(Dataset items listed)
Begin
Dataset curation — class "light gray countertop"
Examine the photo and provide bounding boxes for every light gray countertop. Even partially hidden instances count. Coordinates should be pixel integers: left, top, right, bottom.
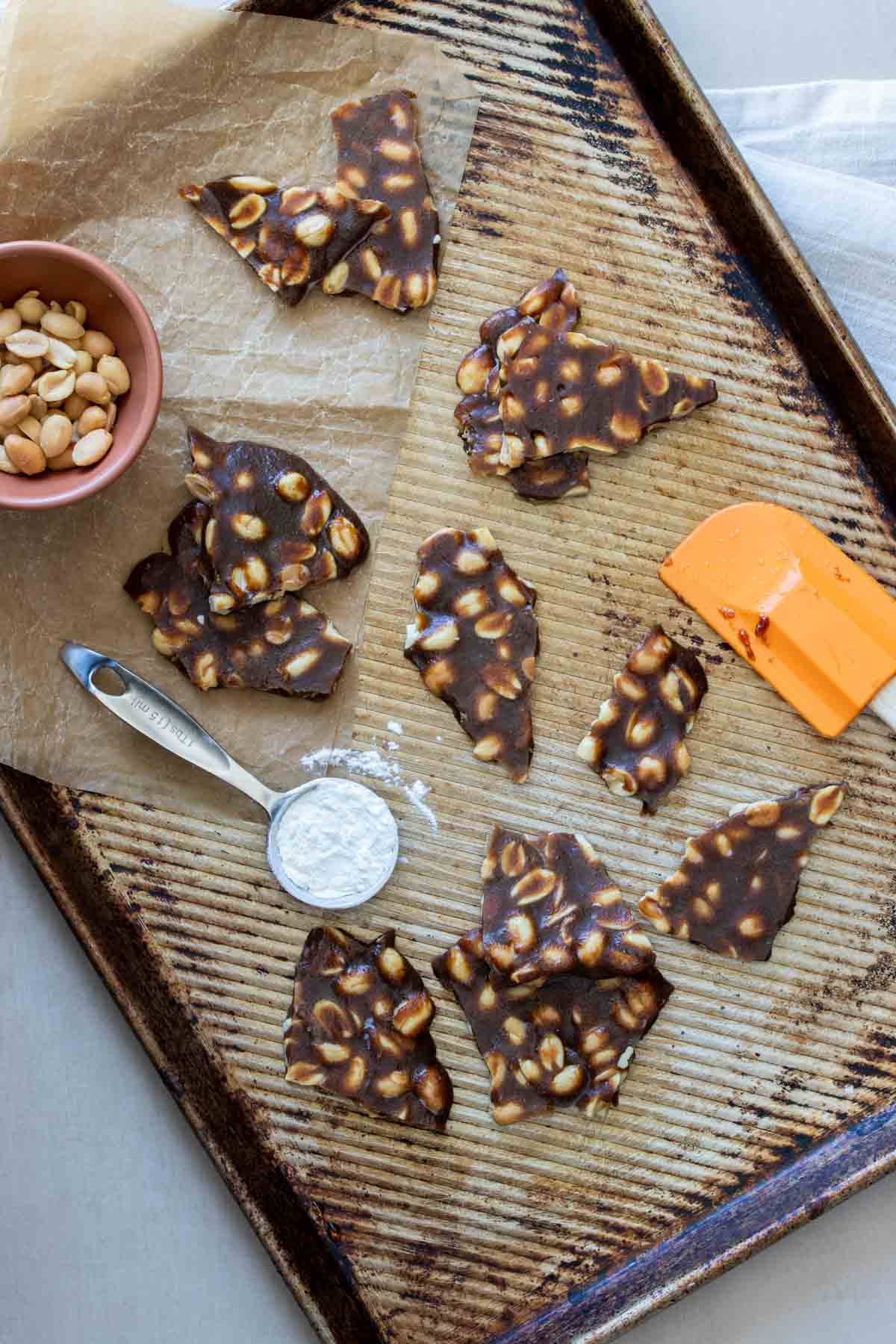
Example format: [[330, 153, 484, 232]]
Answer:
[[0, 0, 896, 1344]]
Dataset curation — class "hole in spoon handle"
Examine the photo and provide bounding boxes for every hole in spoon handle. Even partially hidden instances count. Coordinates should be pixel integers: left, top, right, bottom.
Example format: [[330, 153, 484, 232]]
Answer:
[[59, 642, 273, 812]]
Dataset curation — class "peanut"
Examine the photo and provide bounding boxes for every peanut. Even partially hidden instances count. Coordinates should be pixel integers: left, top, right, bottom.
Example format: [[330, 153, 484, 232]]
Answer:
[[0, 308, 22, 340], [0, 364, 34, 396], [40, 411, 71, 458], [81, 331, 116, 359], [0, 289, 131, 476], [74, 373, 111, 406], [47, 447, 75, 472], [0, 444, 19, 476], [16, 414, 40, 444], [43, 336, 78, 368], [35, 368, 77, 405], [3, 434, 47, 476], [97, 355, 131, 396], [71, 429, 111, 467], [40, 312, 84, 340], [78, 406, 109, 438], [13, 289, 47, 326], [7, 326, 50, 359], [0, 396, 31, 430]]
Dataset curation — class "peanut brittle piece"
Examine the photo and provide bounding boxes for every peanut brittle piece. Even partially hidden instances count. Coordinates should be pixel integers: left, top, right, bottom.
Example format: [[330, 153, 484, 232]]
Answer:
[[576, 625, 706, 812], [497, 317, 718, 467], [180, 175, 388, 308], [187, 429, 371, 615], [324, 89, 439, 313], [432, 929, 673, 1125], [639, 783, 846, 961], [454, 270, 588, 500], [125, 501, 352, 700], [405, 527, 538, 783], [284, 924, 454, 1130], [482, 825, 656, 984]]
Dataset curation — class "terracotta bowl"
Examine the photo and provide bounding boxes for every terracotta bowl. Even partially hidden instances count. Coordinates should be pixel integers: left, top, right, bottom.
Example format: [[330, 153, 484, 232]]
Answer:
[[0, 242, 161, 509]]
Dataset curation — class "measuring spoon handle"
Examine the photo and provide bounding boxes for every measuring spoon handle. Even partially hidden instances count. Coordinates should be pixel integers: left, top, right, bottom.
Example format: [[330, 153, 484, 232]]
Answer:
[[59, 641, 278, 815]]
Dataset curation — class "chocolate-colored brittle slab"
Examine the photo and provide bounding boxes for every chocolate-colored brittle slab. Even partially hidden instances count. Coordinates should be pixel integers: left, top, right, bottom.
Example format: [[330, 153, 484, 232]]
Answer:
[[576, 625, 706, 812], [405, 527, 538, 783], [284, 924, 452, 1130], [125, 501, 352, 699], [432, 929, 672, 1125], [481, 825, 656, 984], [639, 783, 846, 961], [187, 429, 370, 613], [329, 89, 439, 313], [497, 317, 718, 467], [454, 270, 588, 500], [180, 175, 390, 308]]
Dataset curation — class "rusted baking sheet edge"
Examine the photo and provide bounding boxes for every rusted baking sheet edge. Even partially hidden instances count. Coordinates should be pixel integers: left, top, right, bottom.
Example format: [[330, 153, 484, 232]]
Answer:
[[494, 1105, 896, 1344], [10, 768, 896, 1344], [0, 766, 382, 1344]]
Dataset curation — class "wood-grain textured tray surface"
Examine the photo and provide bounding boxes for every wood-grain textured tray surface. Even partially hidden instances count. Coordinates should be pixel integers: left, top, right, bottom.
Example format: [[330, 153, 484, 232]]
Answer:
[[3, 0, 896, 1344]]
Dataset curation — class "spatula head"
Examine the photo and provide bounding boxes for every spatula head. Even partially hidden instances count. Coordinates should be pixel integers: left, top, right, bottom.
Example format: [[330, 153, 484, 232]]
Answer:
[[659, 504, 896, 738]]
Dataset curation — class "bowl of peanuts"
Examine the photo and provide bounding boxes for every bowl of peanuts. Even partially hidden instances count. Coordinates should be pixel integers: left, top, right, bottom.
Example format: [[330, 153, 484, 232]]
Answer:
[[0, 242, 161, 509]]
End
#### [What is asked]
Retype the lines from the very first one through the line containing "[[59, 642, 273, 812]]", including both ends. Leave the pictures out of your copy.

#### [Final result]
Dataset curation — class "light gray countertop"
Examine the photo and provide bounding boxes for every light gray countertop. Even partially hidden instances count. Coordinates should be pixel integers: left, top, right, bottom.
Example format: [[330, 153, 484, 232]]
Answer:
[[0, 0, 896, 1344]]
Dataset curation — class "hole in spoon handle"
Examine the photo and provide bounding boxes for every hole in spoon handle. Even partially hidden instances count. Coordinates should be pixel integers: left, top, right, bottom.
Example format: [[330, 153, 484, 232]]
Answer:
[[59, 642, 273, 812]]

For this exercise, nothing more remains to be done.